**WHAT YOU HAVE TO DO**: Extract all data as written.

*** DATASET ***

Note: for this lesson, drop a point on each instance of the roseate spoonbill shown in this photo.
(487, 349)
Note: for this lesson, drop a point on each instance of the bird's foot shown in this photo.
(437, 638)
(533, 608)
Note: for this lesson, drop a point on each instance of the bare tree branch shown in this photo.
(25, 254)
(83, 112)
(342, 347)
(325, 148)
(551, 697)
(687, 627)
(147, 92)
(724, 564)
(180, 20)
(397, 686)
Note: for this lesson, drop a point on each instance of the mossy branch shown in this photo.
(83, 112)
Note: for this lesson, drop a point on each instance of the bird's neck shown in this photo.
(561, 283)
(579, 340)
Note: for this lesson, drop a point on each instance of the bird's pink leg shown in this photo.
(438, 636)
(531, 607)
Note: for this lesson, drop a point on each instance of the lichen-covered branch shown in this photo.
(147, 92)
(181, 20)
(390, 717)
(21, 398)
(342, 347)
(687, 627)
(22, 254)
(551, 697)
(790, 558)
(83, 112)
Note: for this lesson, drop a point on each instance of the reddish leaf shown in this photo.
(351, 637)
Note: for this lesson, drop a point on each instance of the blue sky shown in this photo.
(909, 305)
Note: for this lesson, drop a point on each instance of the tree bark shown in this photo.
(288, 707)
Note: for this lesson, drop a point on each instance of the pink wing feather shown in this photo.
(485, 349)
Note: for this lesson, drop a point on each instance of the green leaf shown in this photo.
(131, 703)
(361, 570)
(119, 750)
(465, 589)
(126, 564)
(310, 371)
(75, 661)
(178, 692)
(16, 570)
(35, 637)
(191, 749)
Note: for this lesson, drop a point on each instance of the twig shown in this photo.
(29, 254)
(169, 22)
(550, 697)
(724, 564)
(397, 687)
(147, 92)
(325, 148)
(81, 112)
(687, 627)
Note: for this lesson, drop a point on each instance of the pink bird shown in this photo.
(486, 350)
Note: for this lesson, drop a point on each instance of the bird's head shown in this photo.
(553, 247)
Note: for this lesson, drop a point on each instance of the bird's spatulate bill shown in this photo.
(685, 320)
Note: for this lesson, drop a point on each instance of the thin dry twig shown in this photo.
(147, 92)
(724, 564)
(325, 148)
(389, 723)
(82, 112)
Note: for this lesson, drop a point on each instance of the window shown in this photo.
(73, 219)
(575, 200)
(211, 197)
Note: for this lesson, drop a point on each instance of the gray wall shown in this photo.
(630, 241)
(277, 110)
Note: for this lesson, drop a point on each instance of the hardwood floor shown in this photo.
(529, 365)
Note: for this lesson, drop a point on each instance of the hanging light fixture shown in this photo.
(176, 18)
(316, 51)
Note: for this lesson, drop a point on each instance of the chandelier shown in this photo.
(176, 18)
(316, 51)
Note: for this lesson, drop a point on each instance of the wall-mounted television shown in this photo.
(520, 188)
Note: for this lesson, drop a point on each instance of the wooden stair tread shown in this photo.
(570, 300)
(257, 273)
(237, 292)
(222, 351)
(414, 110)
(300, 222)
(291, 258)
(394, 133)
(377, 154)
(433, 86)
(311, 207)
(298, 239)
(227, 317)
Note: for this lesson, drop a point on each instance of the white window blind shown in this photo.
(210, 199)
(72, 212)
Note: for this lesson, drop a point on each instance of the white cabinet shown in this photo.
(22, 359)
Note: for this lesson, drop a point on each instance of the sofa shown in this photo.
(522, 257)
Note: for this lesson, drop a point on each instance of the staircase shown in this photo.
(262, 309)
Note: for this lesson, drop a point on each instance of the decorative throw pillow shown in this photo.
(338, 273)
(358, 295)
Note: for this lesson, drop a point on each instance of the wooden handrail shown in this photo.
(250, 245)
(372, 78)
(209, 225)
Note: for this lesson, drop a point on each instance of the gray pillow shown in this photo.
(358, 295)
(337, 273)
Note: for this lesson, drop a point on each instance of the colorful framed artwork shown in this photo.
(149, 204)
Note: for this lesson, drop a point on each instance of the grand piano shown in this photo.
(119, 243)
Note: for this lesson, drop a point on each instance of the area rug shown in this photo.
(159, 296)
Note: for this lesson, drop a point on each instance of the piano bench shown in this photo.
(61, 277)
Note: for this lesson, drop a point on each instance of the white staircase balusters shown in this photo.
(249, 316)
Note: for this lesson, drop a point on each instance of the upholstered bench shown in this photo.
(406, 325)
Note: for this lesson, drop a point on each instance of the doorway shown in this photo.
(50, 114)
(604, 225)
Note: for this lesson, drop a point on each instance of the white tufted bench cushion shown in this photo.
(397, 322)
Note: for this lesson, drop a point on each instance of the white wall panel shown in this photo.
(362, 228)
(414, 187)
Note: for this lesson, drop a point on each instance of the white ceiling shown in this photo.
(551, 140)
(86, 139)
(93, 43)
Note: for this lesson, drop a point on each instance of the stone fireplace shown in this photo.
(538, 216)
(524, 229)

*** End of DATASET ***

**WORKED SOLUTION**:
Note: for this lesson, drop a point on each instance of the roseate spoonbill shown in this photo.
(487, 349)
Note: for this lesson, drop a point on each instance of the bird's foot shown in this photo.
(437, 638)
(533, 608)
Note: for this lesson, drop a point on each instance of the bare tree branch shown in this photo.
(25, 254)
(83, 112)
(342, 347)
(325, 148)
(551, 697)
(687, 627)
(147, 92)
(724, 564)
(180, 20)
(397, 686)
Note: for this lesson, drop a point on each instance of the mossy branch shown in this photo.
(83, 112)
Note: for this lesson, drop a point on each instance of the bird's neck shown in this photo.
(561, 283)
(579, 340)
Note: for this lesson, drop a point on each instance of the bird's pink leg shown in this photo.
(438, 636)
(531, 607)
Note: for this lesson, drop a point on each instance of the lichen-covered branch shown in this photo.
(147, 92)
(181, 20)
(390, 717)
(21, 398)
(342, 347)
(687, 627)
(22, 254)
(551, 697)
(790, 558)
(83, 112)
Note: for this lesson, drop a point on each instance of the reddish leaf shown in this photo.
(351, 637)
Note: for this lesson, drop a point on each instance of the blue sky shown in this photo.
(909, 305)
Note: for this lesson, drop a point on each instance of the tree bark shown in this photo.
(288, 707)
Note: for this lesson, drop a point on each instance of the pink wing feather shown in this photo.
(485, 349)
Note: for this lesson, drop a point on each instance of the green leaf shown in this photo.
(131, 703)
(361, 570)
(119, 750)
(465, 589)
(126, 564)
(310, 371)
(75, 661)
(178, 692)
(16, 570)
(35, 637)
(191, 749)
Note: for this lesson, drop a point on each instance of the twig shown in this photo.
(29, 254)
(169, 22)
(550, 697)
(724, 564)
(397, 687)
(147, 92)
(325, 148)
(81, 112)
(687, 627)
Note: for this lesson, drop a point on each instance of the pink bird shown in this photo.
(486, 350)
Note: for this lesson, drop a point on each instance of the bird's head shown in this photo.
(553, 247)
Note: for this lesson, drop a point on each instance of the bird's spatulate bill shown in this photo.
(685, 320)
Note: for this lesson, drop a point on each instance of the thin dry twig shown in this photo.
(147, 92)
(724, 564)
(325, 148)
(389, 723)
(82, 112)
Note: for this lesson, drop a point on each instance of the window shown in this photo.
(73, 219)
(575, 200)
(211, 197)
Note: for this lesson, drop a point on each instance of the gray wall shown in this photo.
(630, 241)
(277, 110)
Note: for this lesson, drop a point on each instance of the hardwood floor shown in this photo.
(529, 365)
Note: for this lesson, drop a point on each instance of the hanging light fixture shown in this photo.
(176, 18)
(316, 51)
Note: for this lesson, drop a point on each instance of the chandelier shown in this photo.
(176, 18)
(316, 51)
Note: for this lesson, drop a point on each instance of the wall-mounted television shown in this photo.
(520, 188)
Note: for this lesson, drop a point on each instance of the wooden stair tread shown in this photo.
(570, 300)
(257, 273)
(237, 292)
(222, 351)
(414, 110)
(300, 222)
(291, 258)
(394, 133)
(377, 154)
(433, 86)
(311, 207)
(298, 239)
(227, 317)
Note: for this lesson, drop a point on each instance of the white window blind shown in this photo.
(210, 199)
(72, 212)
Note: for this lesson, drop a point on each instance of the white cabinet shown in this photo.
(22, 359)
Note: for this lesson, drop a point on each instance of the sofa shown in this photo.
(522, 257)
Note: for this lesson, drop a point on each instance of the staircase shown in this photo.
(262, 309)
Note: for this lesson, drop a point on each instance of the decorative throw pillow shown in this photo.
(338, 273)
(358, 295)
Note: for this lesson, drop a point on each instance of the wooden handrail shown in this photo.
(250, 245)
(372, 78)
(209, 225)
Note: for this lesson, drop a point on each instance of the gray pillow shown in this photo.
(358, 295)
(337, 273)
Note: for this lesson, drop a point on each instance of the colorful framed artwork shown in this photo.
(149, 204)
Note: for this lesson, drop a point on each instance of the grand piano shown in this photo.
(119, 243)
Note: for this lesson, drop a point on each instance of the area rug shown in this photo.
(159, 296)
Note: for this lesson, drop a point on each instance of the piano bench shown in this photo.
(61, 277)
Note: for this lesson, drop a point on each instance of the white staircase balusters shown in this photo.
(249, 316)
Note: for this lesson, drop a point on each instance of the upholstered bench shown in this photo.
(406, 325)
Note: for this lesson, drop a point on each instance of the doorway shown in this photo.
(50, 114)
(604, 225)
Note: for this lesson, drop a point on each instance of the white tufted bench cushion shown in this photo.
(397, 322)
Note: for this lesson, drop a point on each instance of the white wall panel shown in this photo.
(362, 228)
(414, 187)
Note: for this lesson, drop a point on each instance of the white ceiling shown in this photo.
(551, 140)
(86, 139)
(93, 43)
Note: for this lesson, drop a point on each instance of the stone fireplace shown in this photo.
(538, 216)
(524, 229)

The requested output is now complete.